WHAT YOU WILL DO
Set down all of the entries precisely as they were written.

(MATERIALS PROVIDED Opens)

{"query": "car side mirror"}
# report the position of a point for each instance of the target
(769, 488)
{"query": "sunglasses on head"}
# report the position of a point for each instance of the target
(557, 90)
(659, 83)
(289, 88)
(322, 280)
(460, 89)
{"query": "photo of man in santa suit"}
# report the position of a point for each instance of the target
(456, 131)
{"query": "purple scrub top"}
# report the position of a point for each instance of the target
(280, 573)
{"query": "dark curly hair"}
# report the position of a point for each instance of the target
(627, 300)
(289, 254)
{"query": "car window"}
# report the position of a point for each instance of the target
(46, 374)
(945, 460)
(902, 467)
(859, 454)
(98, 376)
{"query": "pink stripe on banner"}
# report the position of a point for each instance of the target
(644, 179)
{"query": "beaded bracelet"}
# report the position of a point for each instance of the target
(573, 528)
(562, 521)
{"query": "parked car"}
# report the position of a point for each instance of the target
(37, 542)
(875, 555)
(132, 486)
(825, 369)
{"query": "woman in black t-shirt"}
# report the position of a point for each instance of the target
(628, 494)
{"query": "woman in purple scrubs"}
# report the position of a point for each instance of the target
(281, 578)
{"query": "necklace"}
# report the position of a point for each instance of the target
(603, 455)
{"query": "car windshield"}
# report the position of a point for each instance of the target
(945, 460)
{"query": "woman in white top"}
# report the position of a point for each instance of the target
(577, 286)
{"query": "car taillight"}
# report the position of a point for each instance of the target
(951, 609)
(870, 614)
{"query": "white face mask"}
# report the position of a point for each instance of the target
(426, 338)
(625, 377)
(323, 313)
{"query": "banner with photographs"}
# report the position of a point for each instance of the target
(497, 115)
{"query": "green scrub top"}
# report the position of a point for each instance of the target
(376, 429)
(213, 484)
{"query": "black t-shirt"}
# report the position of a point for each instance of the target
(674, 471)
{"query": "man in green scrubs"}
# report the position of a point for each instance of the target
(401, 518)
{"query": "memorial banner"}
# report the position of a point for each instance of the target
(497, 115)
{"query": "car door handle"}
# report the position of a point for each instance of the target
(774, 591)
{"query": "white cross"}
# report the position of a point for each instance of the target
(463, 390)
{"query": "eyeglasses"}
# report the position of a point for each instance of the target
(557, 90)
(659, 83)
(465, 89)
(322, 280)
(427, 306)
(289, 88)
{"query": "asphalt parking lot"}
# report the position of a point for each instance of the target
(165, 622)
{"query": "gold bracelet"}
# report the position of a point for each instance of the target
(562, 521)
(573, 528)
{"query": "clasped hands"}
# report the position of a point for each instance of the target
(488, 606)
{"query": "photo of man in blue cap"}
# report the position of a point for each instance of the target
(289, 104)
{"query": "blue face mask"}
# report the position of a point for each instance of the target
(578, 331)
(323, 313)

(MATERIALS PROVIDED Closes)

SOLUTION TO THE EXERCISE
{"query": "car side mirror"}
# report the position of a point for each instance of the target
(769, 488)
{"query": "sunglasses on head"}
# report the position of a point for each instance of the target
(557, 90)
(659, 83)
(289, 88)
(322, 280)
(460, 89)
{"query": "photo of man in santa suit"}
# report the position of a point for each instance of the target
(456, 131)
{"query": "purple scrub top"}
# report the position of a point for each instance of the target
(280, 573)
{"query": "dark curly hair"}
# report the position of a point for each instance of the target
(627, 300)
(289, 254)
{"query": "car window"}
# report the position of a point for each instance of the target
(46, 374)
(945, 460)
(902, 467)
(859, 454)
(98, 376)
{"query": "pink stripe on banner"}
# report the position of a point for each instance of the target
(644, 179)
{"query": "beaded bracelet"}
# report the position of a point for each instance of the target
(573, 528)
(562, 521)
{"query": "parked car"}
# report the position of a point for each instance of the target
(37, 542)
(875, 555)
(132, 486)
(825, 369)
{"query": "woman in black t-shirt"}
# report the position of a point for each instance of the target
(628, 494)
{"query": "woman in purple scrubs"}
# report the position of a point for each instance of the target
(281, 578)
{"query": "necklace"}
# report the position of a point for each instance of the target
(603, 455)
{"query": "car windshield"}
# report the position of a point for each instance of the target
(945, 460)
{"query": "woman in white top"}
# report the position of a point for each instance of the target
(577, 286)
{"query": "car taillight"}
# report the position of a point for each instance of the target
(951, 609)
(870, 614)
{"query": "white face mask"}
# report the position of a point for each instance of the target
(426, 338)
(625, 377)
(323, 313)
{"query": "banner with photographs"}
# report the position of a point for each instance of the target
(497, 115)
{"query": "green scrub top"}
# report the position of a point for each instance of the target
(376, 429)
(213, 484)
{"query": "black t-shirt"}
# report the position of a point for each instance of the target
(674, 471)
{"query": "man in green scrubs"}
# report the position of a point for each instance of the target
(401, 518)
{"query": "memorial banner"}
# report the position of a point for each instance of the target
(497, 115)
{"query": "car door handle"}
# report the position of a point for each instance of the target
(774, 591)
{"query": "white cross"}
# report the position of a point for each instance of the target
(463, 390)
{"query": "eyeglasses"}
# report the position of a point for each instance of the target
(557, 90)
(659, 83)
(465, 89)
(322, 280)
(427, 306)
(289, 88)
{"query": "asphalt parking lot"}
# report the position of a point for each instance of the target
(165, 622)
{"query": "gold bracelet"}
# report the position of a point for each instance of the target
(562, 521)
(573, 528)
{"query": "clasped hands"}
# report the position of a point for each instance of the target
(488, 606)
{"query": "photo of man in blue cap"}
# report the position of a point for each instance of the target
(289, 104)
{"query": "blue face mask"}
# report the position of a point for each instance of the target
(578, 331)
(323, 313)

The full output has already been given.